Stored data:
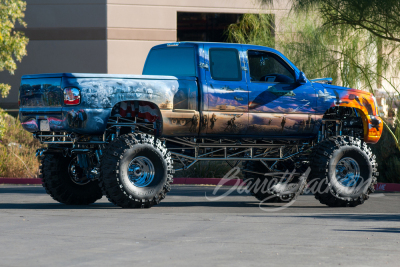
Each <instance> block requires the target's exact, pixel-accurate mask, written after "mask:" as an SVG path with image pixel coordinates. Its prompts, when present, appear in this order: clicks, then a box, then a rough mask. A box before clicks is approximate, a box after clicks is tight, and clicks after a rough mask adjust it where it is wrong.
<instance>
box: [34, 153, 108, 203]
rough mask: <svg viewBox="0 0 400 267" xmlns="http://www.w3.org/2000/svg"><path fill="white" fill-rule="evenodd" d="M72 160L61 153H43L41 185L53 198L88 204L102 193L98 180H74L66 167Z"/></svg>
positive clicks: (72, 201) (71, 159)
mask: <svg viewBox="0 0 400 267" xmlns="http://www.w3.org/2000/svg"><path fill="white" fill-rule="evenodd" d="M72 160H73V158H71V157H63V156H62V155H61V154H45V155H44V156H42V158H41V164H40V167H39V169H40V172H41V174H40V178H41V179H42V185H43V187H44V188H45V189H46V192H47V194H49V195H50V196H51V197H52V198H53V199H54V200H56V201H58V202H60V203H64V204H67V205H88V204H91V203H94V202H96V201H97V200H98V199H100V198H101V197H102V196H103V194H102V192H101V189H100V187H99V182H98V180H94V181H90V182H88V183H84V184H78V183H76V182H74V181H73V180H72V178H71V176H70V174H69V171H68V168H69V167H70V163H71V161H72Z"/></svg>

PROBLEM STATEMENT: Turn the lines of the items above into a numbered list, skipping any blank lines. Leave the pictures out of your answer.

ANSWER SPACE:
1. Each <instance> block requires the target's exact, pixel-accurate mask, written after "mask:" as an SVG path with image pixel coordinates. Its prompts, when present, appear in this order: clicks, then a box, then a rough mask. A box before clicks is approximate, a box after clicks is tight, and clicks after a rough mask adjust it where it is wrong.
2. <instance>
3. box: [34, 153, 108, 203]
4. rough mask: <svg viewBox="0 0 400 267" xmlns="http://www.w3.org/2000/svg"><path fill="white" fill-rule="evenodd" d="M72 160L61 153H43L41 185L53 198L88 204L102 193L98 180H74L66 167Z"/></svg>
5. positive clicks: (72, 201) (71, 159)
6. mask: <svg viewBox="0 0 400 267" xmlns="http://www.w3.org/2000/svg"><path fill="white" fill-rule="evenodd" d="M72 160H73V158H71V157H63V156H62V155H61V154H45V155H44V156H42V158H41V164H40V167H39V169H40V172H41V174H40V178H41V179H42V185H43V187H44V188H45V189H46V192H47V194H49V195H50V196H51V197H52V198H53V199H54V200H56V201H58V202H60V203H64V204H67V205H88V204H91V203H94V202H96V201H97V200H98V199H100V198H101V197H102V196H103V194H102V192H101V189H100V187H99V182H98V180H94V181H90V182H88V183H84V184H78V183H76V182H74V181H73V180H72V178H71V176H70V174H69V171H68V168H69V167H70V163H71V161H72Z"/></svg>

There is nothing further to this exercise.